** DOCUMENT TEXT **
# Bringing a baby car seat to NZ



## paulnanrod (Jul 25, 2012)

My fiancé and I are in the process of completing the residence application and have our flights booked to come to NZ in October. We had a baby in July and bought a car seat in the UK. We want to bring this with us but I am struggling to find the best way of doing so. We are shipping some stuff but can't wait the time it takes to get here and don't want to risk it being bashed/damaged in a container (don't know how likely it would be for that to happen). 

Has anyone brought a car seat over and if so how did you do it? We're flying with Emirates and don't have a seat for our son, just the bassinet and lap belt

Thanks in advance

Paul


----------



## topcat83 (Apr 16, 2009)

paulnanrod said:


> My fiancé and I are in the process of completing the residence application and have our flights booked to come to NZ in October. We had a baby in July and bought a car seat in the UK. We want to bring this with us but I am struggling to find the best way of doing so. We are shipping some stuff but can't wait the time it takes to get here and don't want to risk it being bashed/damaged in a container (don't know how likely it would be for that to happen).
> 
> Has anyone brought a car seat over and if so how did you do it? We're flying with Emirates and don't have a seat for our son, just the bassinet and lap belt
> 
> ...


Hi Paul. Congrats on the new baby.
Speak to Emirates, but I think you'll find they'll put it in the hold for you. Hopefully for no extra charge.


----------



## escapedtonz (Apr 6, 2012)

paulnanrod said:


> My fiancé and I are in the process of completing the residence application and have our flights booked to come to NZ in October. We had a baby in July and bought a car seat in the UK. We want to bring this with us but I am struggling to find the best way of doing so. We are shipping some stuff but can't wait the time it takes to get here and don't want to risk it being bashed/damaged in a container (don't know how likely it would be for that to happen).

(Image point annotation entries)
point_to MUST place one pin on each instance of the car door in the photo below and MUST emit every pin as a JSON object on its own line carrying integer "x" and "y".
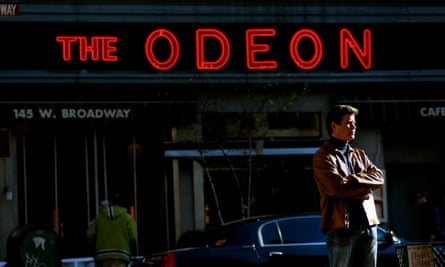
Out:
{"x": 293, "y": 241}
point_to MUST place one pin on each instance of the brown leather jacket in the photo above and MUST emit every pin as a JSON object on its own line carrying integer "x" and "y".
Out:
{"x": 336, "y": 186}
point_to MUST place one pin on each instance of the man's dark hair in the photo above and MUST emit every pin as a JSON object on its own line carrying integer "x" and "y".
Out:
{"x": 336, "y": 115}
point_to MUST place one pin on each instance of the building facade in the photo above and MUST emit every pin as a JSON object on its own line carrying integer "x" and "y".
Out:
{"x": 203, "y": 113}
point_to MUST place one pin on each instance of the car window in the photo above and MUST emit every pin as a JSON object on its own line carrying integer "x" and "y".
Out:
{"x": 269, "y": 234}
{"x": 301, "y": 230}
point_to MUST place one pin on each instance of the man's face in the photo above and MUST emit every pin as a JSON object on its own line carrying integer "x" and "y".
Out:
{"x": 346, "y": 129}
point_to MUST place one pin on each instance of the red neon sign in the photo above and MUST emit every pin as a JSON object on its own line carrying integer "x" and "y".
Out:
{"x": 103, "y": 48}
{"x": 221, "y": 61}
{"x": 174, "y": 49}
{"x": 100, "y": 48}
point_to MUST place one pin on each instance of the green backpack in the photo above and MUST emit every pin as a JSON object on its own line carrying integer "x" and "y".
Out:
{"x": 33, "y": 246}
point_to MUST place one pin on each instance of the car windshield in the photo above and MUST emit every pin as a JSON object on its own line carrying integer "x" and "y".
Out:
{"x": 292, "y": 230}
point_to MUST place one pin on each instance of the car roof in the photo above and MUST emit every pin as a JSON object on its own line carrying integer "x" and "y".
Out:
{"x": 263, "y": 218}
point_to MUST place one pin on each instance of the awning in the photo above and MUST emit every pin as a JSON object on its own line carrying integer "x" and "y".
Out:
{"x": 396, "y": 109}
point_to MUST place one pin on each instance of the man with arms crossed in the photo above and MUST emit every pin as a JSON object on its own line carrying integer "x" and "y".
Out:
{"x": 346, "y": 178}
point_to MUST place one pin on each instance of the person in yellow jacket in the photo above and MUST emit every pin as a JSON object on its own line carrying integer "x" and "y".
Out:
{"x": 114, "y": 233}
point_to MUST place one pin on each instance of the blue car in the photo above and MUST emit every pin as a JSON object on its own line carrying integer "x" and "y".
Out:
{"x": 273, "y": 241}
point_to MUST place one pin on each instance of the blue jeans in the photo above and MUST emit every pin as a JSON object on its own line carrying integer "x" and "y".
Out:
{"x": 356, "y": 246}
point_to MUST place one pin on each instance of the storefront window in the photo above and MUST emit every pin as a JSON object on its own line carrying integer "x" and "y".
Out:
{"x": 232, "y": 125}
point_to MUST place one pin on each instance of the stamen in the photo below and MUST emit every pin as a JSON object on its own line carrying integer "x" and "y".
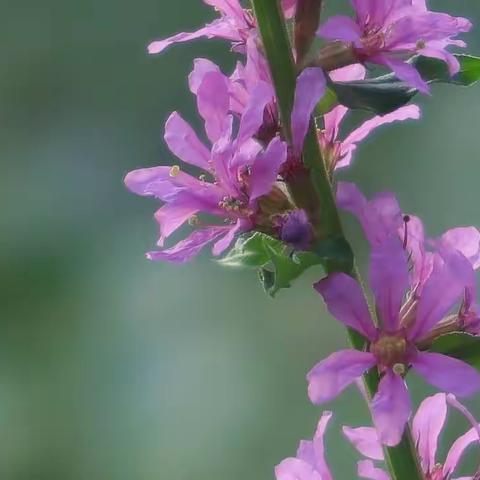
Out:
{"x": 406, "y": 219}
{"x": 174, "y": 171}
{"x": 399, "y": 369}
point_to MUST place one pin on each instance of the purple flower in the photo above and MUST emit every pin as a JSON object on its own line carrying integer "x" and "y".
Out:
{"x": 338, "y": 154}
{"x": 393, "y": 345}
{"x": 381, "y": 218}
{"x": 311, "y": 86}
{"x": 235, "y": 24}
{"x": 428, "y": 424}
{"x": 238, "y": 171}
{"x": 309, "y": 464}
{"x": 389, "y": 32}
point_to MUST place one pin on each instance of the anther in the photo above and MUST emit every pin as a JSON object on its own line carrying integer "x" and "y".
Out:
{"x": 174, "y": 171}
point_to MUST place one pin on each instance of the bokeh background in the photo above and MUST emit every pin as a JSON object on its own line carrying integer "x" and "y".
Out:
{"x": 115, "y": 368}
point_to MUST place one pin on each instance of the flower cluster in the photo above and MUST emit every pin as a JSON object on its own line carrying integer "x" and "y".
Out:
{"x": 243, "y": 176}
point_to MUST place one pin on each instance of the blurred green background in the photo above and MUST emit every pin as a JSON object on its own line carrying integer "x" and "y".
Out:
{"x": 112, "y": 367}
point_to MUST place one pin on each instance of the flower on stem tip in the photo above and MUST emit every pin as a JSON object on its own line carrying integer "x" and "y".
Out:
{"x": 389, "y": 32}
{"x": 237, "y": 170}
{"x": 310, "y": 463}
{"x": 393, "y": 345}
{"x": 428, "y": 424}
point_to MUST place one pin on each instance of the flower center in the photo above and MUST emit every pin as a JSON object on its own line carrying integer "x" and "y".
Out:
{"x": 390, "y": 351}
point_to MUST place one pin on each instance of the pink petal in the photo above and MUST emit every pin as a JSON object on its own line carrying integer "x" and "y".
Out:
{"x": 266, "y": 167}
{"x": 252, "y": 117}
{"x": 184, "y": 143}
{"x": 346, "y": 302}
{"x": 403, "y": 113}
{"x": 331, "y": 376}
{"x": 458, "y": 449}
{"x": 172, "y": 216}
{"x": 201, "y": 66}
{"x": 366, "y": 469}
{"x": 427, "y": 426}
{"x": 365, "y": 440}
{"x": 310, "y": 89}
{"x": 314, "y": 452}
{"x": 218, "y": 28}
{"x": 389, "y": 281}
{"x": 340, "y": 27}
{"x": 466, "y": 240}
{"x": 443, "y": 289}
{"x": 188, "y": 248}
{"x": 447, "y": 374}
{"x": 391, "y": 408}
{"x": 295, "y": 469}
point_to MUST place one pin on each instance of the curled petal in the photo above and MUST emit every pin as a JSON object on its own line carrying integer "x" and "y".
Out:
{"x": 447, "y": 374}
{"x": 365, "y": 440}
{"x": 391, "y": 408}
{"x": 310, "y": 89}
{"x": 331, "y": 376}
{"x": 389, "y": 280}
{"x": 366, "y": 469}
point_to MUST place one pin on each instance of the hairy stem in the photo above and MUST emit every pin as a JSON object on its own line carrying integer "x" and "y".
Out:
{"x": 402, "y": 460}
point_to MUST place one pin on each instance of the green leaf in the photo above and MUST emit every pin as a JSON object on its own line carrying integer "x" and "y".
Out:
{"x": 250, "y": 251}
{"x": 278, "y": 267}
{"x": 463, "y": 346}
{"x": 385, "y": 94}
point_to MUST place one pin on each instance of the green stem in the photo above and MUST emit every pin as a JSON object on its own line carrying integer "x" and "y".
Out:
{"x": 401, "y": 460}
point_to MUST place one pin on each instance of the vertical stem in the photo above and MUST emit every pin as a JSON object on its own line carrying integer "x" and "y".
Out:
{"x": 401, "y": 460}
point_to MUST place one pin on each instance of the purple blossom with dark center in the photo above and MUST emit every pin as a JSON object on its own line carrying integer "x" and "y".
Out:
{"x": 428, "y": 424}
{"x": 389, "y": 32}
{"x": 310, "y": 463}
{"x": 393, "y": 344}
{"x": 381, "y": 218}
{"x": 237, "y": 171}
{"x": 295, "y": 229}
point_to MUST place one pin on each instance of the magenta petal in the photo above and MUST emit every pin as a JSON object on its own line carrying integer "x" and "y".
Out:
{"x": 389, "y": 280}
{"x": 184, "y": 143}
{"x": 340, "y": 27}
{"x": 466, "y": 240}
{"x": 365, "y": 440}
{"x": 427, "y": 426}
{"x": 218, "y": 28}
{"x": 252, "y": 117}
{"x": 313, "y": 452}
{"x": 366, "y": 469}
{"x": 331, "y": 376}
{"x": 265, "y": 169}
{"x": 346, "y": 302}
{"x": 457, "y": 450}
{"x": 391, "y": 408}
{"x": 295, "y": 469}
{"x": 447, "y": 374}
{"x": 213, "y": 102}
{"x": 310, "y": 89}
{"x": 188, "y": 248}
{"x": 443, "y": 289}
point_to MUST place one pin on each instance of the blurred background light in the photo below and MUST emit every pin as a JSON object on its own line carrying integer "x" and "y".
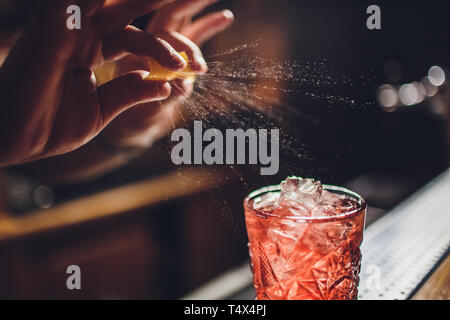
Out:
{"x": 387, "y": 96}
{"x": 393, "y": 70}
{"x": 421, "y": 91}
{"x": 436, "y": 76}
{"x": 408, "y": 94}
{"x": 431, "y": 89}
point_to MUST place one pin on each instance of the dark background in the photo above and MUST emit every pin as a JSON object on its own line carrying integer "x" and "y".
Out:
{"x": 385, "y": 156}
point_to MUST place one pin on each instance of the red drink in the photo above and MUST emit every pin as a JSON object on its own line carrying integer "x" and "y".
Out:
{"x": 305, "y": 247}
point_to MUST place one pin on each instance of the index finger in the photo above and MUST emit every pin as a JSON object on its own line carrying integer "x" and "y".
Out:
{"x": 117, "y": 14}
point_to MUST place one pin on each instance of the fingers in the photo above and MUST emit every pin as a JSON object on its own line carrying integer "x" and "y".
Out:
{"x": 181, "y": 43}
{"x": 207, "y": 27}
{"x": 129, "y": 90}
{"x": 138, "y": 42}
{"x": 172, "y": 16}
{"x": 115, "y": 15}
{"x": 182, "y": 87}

** EXERCISE TASK A **
Decide whether each statement agrees with the car seat thread above, answering yes or no and quoting the words of the thread that settle it. (i) The family is flying to NZ with Emirates. (ii) The car seat was bought in NZ. (iii) topcat83 says Emirates will certainly charge extra to carry the seat.
** EXERCISE TASK B **
Write the next part of the thread on bringing a baby car seat to NZ, picking up right after its last line.

** EXERCISE RESULT A **
(i) Yes: "We're flying with Emirates"
(ii) No: "bought a car seat in the UK"
(iii) No: "Hopefully for no extra charge."

** EXERCISE RESULT B **
> 
> Has anyone brought a car seat over and if so how did you do it? We're flying with Emirates and don't have a seat for our son, just the bassinet and lap belt
> 
> ...


Hi,
We brought 2 for our 13 month old.
Carried a lighter one with us on the whole journey as we needed one during our stop overs along the way and of course when we arrived in Wellington.
Went in the hold of the Emirates flights no problem but did count towards our weight allowance. Didn't get bashed about that we know of.
Our other more substantial isofix one went in the container and arrived 12 weeks later and we packed this in its original box first to give added protection.

Also we were in Baby City (like Mothercare) the other day and they had many offers on car seats - really good ones for $99 on offer so that could also be an option ?

Our experience of the bassinet seat on Emirates not good. Cant be used at take off, landing or whenever the seat belt sign on. We ended up using it as a storage bin for food drinks blankets n all the other stuff u get given during the flight as well as toys books etc 2 keep little 1 entertained. Hopefully b better 4 u with a 3 - 4 month old and they will sleep in it!!!


----------



## topcat83 (Apr 16, 2009)

There's a Mothercare at Sylvia Park in Auckland now!


----------



## paulnanrod (Jul 25, 2012)

Thanks for the help. The small car seat will come with us, so think it'll go into the hold. When he moves to the next car seat we'll be buying that there so places like baby city (and the Warehouse website) look like there are offers on.

With the bassinet, think it'll be the same for us. The main thing (in a selfish way) is that I'm 6'4" so a bulk head seat will make it more comfortable for the journey - no problem with holding him on our knees for a lot of it.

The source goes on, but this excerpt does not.